Что Маймонид стремился сделать, так это усилить веру, лишив ее суеверий и подкрепить то, что остается, логикой. Но, разумеется, работая в этом направлении, он внедрял и популяризовал критический подход к ее таинствам, что неизбежно подстрекало людей идти дальше в этом направлении. Логика, будучи выпущена из бутылки слепой веры, начинает жить по своим законам. Маймонид был великим предвестником будущего евреев, да и вообще человечества. Его «Руководство для сбившихся с пути» продолжало изменять мышление евреев на протяжении столетий, причем не всегда в ту сторону, куда бы ему хотелось. В каком-то смысле он сыграл в иудаизме ту же роль, что Эразм в христианстве: он заложил опасные яйца, которые проклюнулись позднее. В медицинскую науку он привнес иудейскую доктрину единства тела и души, сознания и материи, что позволило ему заглянуть внутрь психики, тем самым предвосхитив Фрейда. В теологию он привнес уверенность в совместимости веры и логики, которая соответствовала его спокойному и величественному разуму, но со временем исторгла Спинозу за пределы иудаизма.
В то время многих образованных евреев пугало то направление, в котором Маймонид предвидел развитие иудаизма. В Провансе, где христианство раздиралось на части альбигойской ересью и где местное отделение доминиканской инквизиции пыталось утвердить ортодоксальную веру, многие рабби желали, чтобы еврейские руководители держались аналогичной линии. Они ненавидели маймонидово аллегорическое объяснение Библии и хотели, чтобы его книги были запрещены. И в 1232 г. доминиканцы, вмешавшись во внутриеврейские споры, действительно сожгли их. Но это, естественно, бросило рационалистов в контратаку. «Сердца людей, – писали последователи Маймонида, – не могут отвернуться от философии и книг, ей посвященных, до тех пор, пока в их теле есть душа… они готовы сражаться за честь Великого Учителя и его книги и отдавать свои средства, свое потомство и самый дух свой его святым доктринам до тех пор, пока существует в их ноздрях дыхание жизни».

### УЧЕБНЫЙ МАТЕРИАЛ

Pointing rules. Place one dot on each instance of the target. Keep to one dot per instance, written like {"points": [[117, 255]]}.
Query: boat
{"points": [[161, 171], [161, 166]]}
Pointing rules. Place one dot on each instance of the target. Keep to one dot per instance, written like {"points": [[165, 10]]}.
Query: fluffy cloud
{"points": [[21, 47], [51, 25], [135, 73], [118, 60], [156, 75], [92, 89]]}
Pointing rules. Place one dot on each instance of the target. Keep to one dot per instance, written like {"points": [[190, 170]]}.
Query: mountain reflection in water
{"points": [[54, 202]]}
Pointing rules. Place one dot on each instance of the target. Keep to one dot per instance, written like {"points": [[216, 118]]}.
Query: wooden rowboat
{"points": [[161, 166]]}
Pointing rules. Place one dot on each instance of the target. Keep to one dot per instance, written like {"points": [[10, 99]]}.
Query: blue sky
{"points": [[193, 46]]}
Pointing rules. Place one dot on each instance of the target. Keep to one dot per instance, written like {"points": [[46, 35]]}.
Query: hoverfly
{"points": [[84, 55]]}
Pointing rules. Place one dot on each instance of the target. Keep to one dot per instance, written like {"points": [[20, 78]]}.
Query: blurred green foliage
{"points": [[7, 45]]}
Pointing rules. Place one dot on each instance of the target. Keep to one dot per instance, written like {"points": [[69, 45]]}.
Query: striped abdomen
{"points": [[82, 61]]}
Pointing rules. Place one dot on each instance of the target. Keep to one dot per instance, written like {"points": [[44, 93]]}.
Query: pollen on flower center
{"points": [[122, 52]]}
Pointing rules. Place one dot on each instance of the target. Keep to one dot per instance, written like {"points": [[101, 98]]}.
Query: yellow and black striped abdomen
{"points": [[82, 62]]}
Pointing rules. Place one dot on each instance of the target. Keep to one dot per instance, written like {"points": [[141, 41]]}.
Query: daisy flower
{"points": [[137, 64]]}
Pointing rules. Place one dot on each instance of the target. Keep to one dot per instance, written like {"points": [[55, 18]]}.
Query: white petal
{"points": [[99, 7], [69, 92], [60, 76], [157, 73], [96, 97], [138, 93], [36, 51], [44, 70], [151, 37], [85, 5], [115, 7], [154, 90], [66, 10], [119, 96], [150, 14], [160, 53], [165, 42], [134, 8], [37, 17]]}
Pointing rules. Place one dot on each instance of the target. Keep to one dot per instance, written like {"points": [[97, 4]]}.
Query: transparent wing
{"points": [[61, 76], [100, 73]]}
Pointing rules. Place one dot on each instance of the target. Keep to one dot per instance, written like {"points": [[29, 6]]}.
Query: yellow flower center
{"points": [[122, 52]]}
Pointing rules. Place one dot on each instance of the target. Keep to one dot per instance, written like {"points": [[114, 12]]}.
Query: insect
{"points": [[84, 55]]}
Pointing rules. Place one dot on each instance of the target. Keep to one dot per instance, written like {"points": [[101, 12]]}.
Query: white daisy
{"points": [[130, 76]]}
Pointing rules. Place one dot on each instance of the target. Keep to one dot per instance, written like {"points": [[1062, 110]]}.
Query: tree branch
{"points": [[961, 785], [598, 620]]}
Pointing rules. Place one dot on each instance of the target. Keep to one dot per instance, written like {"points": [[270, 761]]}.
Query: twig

### ЗАДАНИЯ
[a] Согласуются ли с отрывком о Маймониде утверждения: (i) доминиканцы сожгли книги Маймонида в 1232 году; (ii) многие рабби в Провансе одобряли аллегорическое объяснение Библии, данное Маймонидом; (iii) Маймонид стремился усилить веру, лишив ее суеверий? Ответьте «да» или «нет» на каждое и приведите решающие слова отрывка.
[b] Напишите продолжение отрывка о Маймониде, начиная сразу после его последнего предложения.

### РЕЗУЛЬТАТЫ ВЫПОЛНЕНИЯ
[a]
(i) Да: «И в 1232 г. доминиканцы, вмешавшись во внутриеврейские споры, действительно сожгли их».
(ii) Нет: «Они ненавидели маймонидово аллегорическое объяснение Библии и хотели, чтобы его книги были запрещены».
(iii) Да: «Что Маймонид стремился сделать, так это усилить веру, лишив ее суеверий».

[b]
Несмотря на это словесное размахивание кулаками, реальных ударов наносилось совсем немного. Теоретически еврейский Закон был суров по отношению к ереси – если, скажем, два еврея утверждали, что видели, как третий поклоняется некоему образу, его могли приговорить к смерти, – однако на практике, будучи кафедократическим, а не автократическим, он допускал довольно широкие расхождения во взглядах. Даже человека, объявленного еретиком, обычно не подвергали физическому наказанию, если только он не пытался систематически склонять других в свою веру. В результате рационализм и суеверие продолжали сосуществовать в странной гармонии, иногда даже в одном человеке.